### GOAL
Would you transcribe all of the data exactly, down to the last character?

Entries from a dataset:

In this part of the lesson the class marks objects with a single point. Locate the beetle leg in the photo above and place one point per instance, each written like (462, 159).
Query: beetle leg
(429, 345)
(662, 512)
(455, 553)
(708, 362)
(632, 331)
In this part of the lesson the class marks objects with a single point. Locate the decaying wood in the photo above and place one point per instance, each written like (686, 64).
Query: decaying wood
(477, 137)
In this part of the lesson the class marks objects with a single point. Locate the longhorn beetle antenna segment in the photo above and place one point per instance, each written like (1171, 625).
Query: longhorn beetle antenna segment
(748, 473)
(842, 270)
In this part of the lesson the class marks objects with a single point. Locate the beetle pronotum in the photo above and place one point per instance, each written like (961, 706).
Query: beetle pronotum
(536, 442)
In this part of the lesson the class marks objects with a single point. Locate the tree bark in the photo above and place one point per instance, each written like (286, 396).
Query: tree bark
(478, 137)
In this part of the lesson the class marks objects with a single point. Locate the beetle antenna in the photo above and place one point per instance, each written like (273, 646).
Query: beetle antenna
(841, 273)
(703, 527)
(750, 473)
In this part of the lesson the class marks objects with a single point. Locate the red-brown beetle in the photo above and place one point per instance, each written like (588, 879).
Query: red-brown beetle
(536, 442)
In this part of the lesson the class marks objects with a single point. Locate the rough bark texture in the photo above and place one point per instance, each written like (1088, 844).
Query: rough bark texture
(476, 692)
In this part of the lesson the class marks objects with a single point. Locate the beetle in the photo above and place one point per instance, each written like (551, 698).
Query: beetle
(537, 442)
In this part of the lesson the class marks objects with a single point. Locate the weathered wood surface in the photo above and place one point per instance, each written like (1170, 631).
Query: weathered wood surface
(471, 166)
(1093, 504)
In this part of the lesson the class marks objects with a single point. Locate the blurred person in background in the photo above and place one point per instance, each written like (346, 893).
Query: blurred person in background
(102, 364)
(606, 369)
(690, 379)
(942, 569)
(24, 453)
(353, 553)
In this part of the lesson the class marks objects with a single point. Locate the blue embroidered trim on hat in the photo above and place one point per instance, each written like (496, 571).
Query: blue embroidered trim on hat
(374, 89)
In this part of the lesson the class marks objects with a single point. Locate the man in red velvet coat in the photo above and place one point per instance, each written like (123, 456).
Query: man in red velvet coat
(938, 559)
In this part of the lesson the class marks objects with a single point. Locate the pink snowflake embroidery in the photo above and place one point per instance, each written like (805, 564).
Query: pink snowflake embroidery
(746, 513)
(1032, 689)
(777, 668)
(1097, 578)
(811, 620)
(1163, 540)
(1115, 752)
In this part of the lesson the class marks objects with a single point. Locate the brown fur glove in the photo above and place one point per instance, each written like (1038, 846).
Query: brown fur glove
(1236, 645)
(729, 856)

### FINISHED EXERCISE
In this part of the lesson the class marks objects with a single point. Locate the beetle leg in the photo above and place one point per instance, each written like (462, 159).
Query: beetle leg
(429, 345)
(662, 512)
(455, 553)
(708, 362)
(632, 331)
In this part of the lesson the class marks objects with a single point. Locate the decaying wood in the photo above and place one point per instance, each written like (686, 64).
Query: decaying wood
(477, 137)
In this part of the lesson the class marks objects with a single point. Locate the longhorn beetle antenna segment in the photo above and place one point per instance, each written like (1171, 625).
Query: longhorn beetle antenna segment
(748, 473)
(842, 270)
In this part of the lesson the class marks objects with a single point. Locate the beetle pronotum in the photo above and place one point per instance, each written like (961, 706).
Query: beetle pronotum
(536, 442)
In this part of the lesson the class marks objects with a single point. Locate the tree bark in the photo above and place one point per instance, each written like (286, 396).
Query: tree bark
(478, 137)
In this part of the lesson the class marks objects with a single point. Locate the beetle antenna in the photo above and place one point per instance, each written like (273, 646).
Query: beetle antenna
(841, 273)
(703, 527)
(750, 473)
In this part of the lesson the class marks objects with a single point. Locate the red-brown beetle in the photo above and place one point per instance, each written like (588, 879).
Query: red-brown beetle
(536, 442)
In this part of the lesson the class marks objects with a single point. Locate the rough bark texture in the photo above and place one point per instance, each written like (1088, 844).
Query: rough bark texture
(476, 692)
In this part of the lesson the class marks objects with a single point. Locate the beetle in the photo above and place one point per instance, each written like (551, 698).
Query: beetle
(537, 442)
In this part of the lesson the class marks objects with a single point. Locate the weathered wood surface in the photo above and place one point per instance, each written like (1170, 631).
Query: weathered wood surface
(471, 166)
(1093, 504)
In this part of the lesson the class marks objects with a single point. Locate the blurred person in background in the photo above and place one point per instance, each written like (346, 893).
Query: blurred person in background
(102, 364)
(606, 369)
(690, 379)
(942, 569)
(24, 453)
(353, 553)
In this part of the lesson the class marks objects with a single point. Locate the blue embroidered trim on hat in the photo above and place one point per instance, each written like (496, 571).
Query: blue embroidered trim on hat
(374, 89)
In this part of the lesson the class marks objects with a single point. Locate the man in red velvet coat in the photo above and place one point per instance, each written like (123, 456).
Query: man in red velvet coat
(938, 559)
In this part of the lesson the class marks objects with a single point. Locate the pink snowflake embroidery in the photo above and place one point per instance, each written like (805, 564).
Query: pink snowflake embroidery
(746, 513)
(1032, 689)
(777, 668)
(1097, 578)
(811, 620)
(1163, 540)
(1115, 752)
In this part of the lesson the class marks objects with a single point. Locate the brown fur glove in the photo above and place one point per instance, each written like (1038, 846).
Query: brown fur glove
(1236, 645)
(729, 856)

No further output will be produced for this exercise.